··· Dataset excerpts

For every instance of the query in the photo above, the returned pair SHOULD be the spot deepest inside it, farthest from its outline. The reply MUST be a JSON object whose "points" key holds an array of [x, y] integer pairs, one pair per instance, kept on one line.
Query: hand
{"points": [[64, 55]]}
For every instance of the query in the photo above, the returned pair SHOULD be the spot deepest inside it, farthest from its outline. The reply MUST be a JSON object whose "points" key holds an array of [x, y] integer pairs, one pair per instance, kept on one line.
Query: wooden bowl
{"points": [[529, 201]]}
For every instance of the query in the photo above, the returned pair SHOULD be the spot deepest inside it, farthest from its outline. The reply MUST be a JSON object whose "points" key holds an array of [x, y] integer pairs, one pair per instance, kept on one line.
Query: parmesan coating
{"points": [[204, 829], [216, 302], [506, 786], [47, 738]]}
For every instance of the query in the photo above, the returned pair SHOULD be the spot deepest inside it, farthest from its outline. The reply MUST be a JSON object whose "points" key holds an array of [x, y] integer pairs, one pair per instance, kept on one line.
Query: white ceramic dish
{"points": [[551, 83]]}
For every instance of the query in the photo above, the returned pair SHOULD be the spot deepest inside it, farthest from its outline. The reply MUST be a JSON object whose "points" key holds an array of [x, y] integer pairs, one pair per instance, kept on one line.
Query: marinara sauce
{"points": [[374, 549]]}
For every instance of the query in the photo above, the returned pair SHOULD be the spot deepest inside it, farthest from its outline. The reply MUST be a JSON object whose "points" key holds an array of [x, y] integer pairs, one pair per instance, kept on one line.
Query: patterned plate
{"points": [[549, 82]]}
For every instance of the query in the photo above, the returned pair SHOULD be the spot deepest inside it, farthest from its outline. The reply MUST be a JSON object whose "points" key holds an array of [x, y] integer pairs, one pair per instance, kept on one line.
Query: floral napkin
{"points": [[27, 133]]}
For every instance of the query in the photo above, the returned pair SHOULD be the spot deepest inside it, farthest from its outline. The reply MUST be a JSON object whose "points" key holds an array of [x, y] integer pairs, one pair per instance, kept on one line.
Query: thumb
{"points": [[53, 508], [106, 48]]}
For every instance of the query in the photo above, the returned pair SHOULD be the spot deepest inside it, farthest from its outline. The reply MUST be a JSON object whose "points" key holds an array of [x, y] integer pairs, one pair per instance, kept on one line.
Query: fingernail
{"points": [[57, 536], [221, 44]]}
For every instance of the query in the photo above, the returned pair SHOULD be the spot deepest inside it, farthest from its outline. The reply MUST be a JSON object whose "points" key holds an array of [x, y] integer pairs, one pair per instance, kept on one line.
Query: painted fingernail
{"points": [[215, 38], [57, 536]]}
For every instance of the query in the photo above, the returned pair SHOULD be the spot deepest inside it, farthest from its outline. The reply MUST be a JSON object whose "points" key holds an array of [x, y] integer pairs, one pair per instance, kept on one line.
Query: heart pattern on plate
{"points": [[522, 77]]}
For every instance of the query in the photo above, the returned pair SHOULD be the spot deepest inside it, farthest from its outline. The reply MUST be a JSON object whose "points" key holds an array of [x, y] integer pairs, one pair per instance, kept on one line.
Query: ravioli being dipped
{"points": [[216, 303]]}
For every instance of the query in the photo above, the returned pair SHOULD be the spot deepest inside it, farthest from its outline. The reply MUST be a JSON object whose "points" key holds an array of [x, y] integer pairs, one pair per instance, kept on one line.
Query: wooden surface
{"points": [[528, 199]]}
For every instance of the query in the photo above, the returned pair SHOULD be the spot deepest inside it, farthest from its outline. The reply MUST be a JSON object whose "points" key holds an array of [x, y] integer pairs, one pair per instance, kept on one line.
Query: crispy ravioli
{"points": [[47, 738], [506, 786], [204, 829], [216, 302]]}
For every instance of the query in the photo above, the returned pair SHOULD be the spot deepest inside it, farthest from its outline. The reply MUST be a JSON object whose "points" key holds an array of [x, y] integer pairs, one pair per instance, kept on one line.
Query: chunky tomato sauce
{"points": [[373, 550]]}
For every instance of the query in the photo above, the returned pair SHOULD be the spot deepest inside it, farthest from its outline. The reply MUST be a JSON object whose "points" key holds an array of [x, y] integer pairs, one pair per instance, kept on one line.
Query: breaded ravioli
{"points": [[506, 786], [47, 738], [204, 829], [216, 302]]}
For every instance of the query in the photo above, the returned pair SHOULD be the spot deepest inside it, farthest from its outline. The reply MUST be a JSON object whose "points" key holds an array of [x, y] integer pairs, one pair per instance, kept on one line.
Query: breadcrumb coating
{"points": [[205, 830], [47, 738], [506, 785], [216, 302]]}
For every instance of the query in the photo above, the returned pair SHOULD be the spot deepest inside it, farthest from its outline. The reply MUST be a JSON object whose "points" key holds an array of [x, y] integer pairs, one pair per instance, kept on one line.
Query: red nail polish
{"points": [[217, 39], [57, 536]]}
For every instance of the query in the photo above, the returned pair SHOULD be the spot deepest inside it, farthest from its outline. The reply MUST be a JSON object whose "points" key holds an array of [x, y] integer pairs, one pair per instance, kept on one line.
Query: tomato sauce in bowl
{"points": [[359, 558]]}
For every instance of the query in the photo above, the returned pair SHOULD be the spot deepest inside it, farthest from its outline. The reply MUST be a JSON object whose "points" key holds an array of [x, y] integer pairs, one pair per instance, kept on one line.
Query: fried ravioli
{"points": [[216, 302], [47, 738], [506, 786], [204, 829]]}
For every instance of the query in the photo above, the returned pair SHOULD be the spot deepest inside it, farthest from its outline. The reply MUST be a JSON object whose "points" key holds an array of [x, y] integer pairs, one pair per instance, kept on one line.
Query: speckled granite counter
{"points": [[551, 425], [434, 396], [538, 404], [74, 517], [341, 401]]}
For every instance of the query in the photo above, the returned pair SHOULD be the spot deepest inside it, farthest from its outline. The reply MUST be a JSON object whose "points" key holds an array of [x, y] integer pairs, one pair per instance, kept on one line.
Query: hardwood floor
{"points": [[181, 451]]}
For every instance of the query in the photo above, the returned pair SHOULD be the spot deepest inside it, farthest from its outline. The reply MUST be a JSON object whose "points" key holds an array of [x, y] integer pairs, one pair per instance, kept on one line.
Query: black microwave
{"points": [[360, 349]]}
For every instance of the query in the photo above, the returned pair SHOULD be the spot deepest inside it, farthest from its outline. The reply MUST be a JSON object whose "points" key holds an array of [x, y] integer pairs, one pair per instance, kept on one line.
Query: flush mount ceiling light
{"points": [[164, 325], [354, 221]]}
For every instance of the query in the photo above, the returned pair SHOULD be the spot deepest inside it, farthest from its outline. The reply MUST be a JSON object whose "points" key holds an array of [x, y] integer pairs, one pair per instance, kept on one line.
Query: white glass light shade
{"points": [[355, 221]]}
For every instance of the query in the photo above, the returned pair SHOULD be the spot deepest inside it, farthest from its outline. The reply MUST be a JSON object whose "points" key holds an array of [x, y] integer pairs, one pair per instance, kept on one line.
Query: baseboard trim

······

**Direction**: Transcribe all lines as written.

**Exercise solution**:
For every instance of the query in the photo above, the returned pair SHOULD be the spot deepest inside it, farthest from its outline. The reply MUST be a JSON object whose "points" key holds an array of [x, y] integer pairs, one pair per instance, kept on one line.
Query: hand
{"points": [[64, 55]]}
For every instance of the query in the photo above, the returned pair SHOULD be the spot deepest inside it, farthest from its outline. The reply MUST be a JSON object whose "points" key holds an array of [x, y] integer pairs, one pair per instance, kept on one line.
Query: wooden bowl
{"points": [[529, 201]]}
For every instance of the query in the photo above, the returned pair SHOULD be the spot deepest inside it, farthest from its outline. The reply MUST be a JSON object whose "points" key holds an array of [x, y] integer pairs, one pair per instance, kept on one line.
Query: parmesan coating
{"points": [[204, 829], [216, 302], [506, 786], [47, 738]]}
For every instance of the query in the photo above, the returned pair SHOULD be the spot deepest inside it, farthest from its outline. The reply MUST be a JSON object whose "points" key holds an array of [x, y] integer pairs, one pair per instance, kept on one line.
Query: white ceramic dish
{"points": [[551, 83]]}
For every instance of the query in the photo above, the returned pair SHOULD be the spot deepest inside it, farthest from its outline. The reply MUST be a JSON object whose "points" key holds an array of [x, y] integer pairs, one pair per instance, kept on one line.
Query: marinara sauce
{"points": [[374, 549]]}
For every instance of the query in the photo above, the returned pair SHOULD be the spot deepest inside it, farthest from its outline. The reply MUST be a JSON object whose "points" key holds an array of [x, y] integer pairs, one pair per instance, kept on one line.
Query: patterned plate
{"points": [[549, 82]]}
For every instance of the query in the photo above, the returned pair SHOULD be the spot deepest inside it, farthest from its outline. The reply MUST be a JSON object whose "points" key holds an array of [x, y] integer pairs, one pair per instance, kept on one line.
Query: floral napkin
{"points": [[27, 133]]}
For every instance of the query in the photo above, the returned pair SHOULD be the spot deepest inside it, farthest from its outline. The reply MUST be a JSON object whose "points" key holds an array of [x, y] integer pairs, one pair per instance, kept on one line.
Query: thumb
{"points": [[53, 508], [106, 48]]}
For every instance of the query in the photo above, the returned pair SHOULD be the spot deepest inside it, farthest from its outline. The reply MUST be a JSON object whose "points" key holds an array of [x, y] integer pairs, one pair per instance, kept on one line.
Query: fingernail
{"points": [[57, 536], [221, 44]]}
For every instance of the query in the photo above, the returned pair SHOULD be the spot deepest inside it, farthest from its outline. The reply MUST be a JSON object whose "points" key holds an array of [x, y] integer pairs, one pair per instance, kept on one line.
Query: painted fingernail
{"points": [[215, 38], [57, 536]]}
For every instance of the query in the photo above, the returned pair SHOULD be the spot deepest inside it, farthest from its outline. The reply MUST be a JSON object whose "points" key holds an array of [x, y] integer pairs, one pair per instance, kept on one line.
Query: heart pattern on plate
{"points": [[522, 77]]}
For every instance of the query in the photo above, the returned pair SHOULD be the spot deepest inside it, farthest from its outline. The reply MUST be a JSON object whose "points" key holds an array of [x, y] integer pairs, one pair per instance, kept on one line.
Query: ravioli being dipped
{"points": [[216, 303]]}
For every instance of the query in the photo above, the returned pair SHOULD be the spot deepest inside it, farthest from its outline. The reply MUST be a JSON object whose "points" key holds an array of [x, y] integer pairs, one pair per instance, kept on one line.
Query: wooden surface
{"points": [[528, 199]]}
For every instance of the query in the photo above, the returned pair SHOULD be the spot deepest inside it, farthest from its outline. The reply MUST be a JSON object whose "points" key holds an array of [x, y] integer pairs, one pair per instance, kept on one line.
Query: crispy ravioli
{"points": [[47, 738], [506, 786], [204, 829], [216, 302]]}
For every instance of the query in the photo above, the returned pair SHOULD be the spot deepest inside it, farthest from its outline. The reply MUST be a JSON object whose "points" key holds an array of [x, y] integer pairs, one pair per instance, kept on one line.
Query: chunky tomato sauce
{"points": [[373, 550]]}
For every instance of the query in the photo above, the returned pair SHOULD be the spot deepest inside it, farthest from its outline. The reply MUST be a JSON object whose "points" key holds an array of [x, y] integer pairs, one pair per instance, kept on one line.
Query: breaded ravioli
{"points": [[506, 786], [47, 738], [204, 829], [216, 302]]}
For every instance of the query in the photo above, the returned pair SHOULD be the spot deepest inside it, farthest from its outline. The reply MUST be a JSON object whose "points" key holds an array of [x, y] integer pairs, one pair per instance, kept on one line.
Query: breadcrumb coating
{"points": [[205, 830], [47, 738], [506, 785], [216, 302]]}
For every instance of the query in the photo above, the returned pair SHOULD be the spot deepest inside it, farthest from its outline. The reply MUST be a JSON object whose "points" key holds an array of [x, y] integer pairs, one pair per instance, kept on one line.
Query: red nail polish
{"points": [[217, 39], [57, 536]]}
For every instance of the query in the photo above, the returned pair SHOULD be the spot deepest inside it, farthest from its outline. The reply MUST be a JSON object whose "points" key holds an array of [x, y] integer pairs, one pair per instance, kept on one line.
Query: tomato sauce in bowl
{"points": [[359, 558]]}
For every instance of the query in the photo above, the returned pair SHOULD be the spot deepest inside it, farthest from its outline. The reply MUST be a JSON object whose "points" key holds an array of [x, y] integer pairs, one pair per instance, kept on one line.
Query: fried ravioli
{"points": [[216, 302], [47, 738], [506, 786], [204, 829]]}
For every instance of the query in the photo above, the returned pair SHOULD be the spot deepest inside it, farthest from its outline. The reply MUST be a JSON object whose "points" key holds an array of [x, y] integer pairs, one pair per instance, kept on one line.
Query: speckled granite counter
{"points": [[551, 425], [434, 396], [538, 404], [74, 517], [341, 401]]}
For every instance of the query in the photo above, the returned pair SHOULD be the spot deepest inside it, farthest from its outline. The reply MUST be a JSON object whose "points" key holds an array of [x, y] integer pairs, one pair per instance, kept on one line.
Query: hardwood floor
{"points": [[181, 451]]}
For every instance of the query in the photo above, the returned pair SHOULD be the spot deepest inside it, farthest from its outline. The reply MUST be a JSON object whose "points" key holds an array of [x, y] integer pairs, one pair per instance, kept on one line.
Query: black microwave
{"points": [[360, 349]]}
For every instance of the query in the photo above, the returned pair SHOULD be the spot deepest inside it, farthest from its outline. The reply MUST be a JSON object whose "points" key holds an array of [x, y] integer pairs, one pair per instance, kept on one line.
Query: flush mount ceiling light
{"points": [[164, 325], [354, 221]]}
For every instance of the query in the photo above, the returned pair SHOULD be the spot deepest inside it, farthest from its outline. The reply MUST be a JSON object whose "points" key holds an array of [x, y] integer pairs, one pair per instance, kept on one line.
Query: white glass light shade
{"points": [[355, 221]]}
For every instance of the query in the photo above, the returned pair SHOULD be the spot deepest inside it, farthest from its outline. The reply MUST be a JSON object whose "points" key holds an array of [x, y] integer pairs, one pair per instance, kept on one line.
Query: baseboard trim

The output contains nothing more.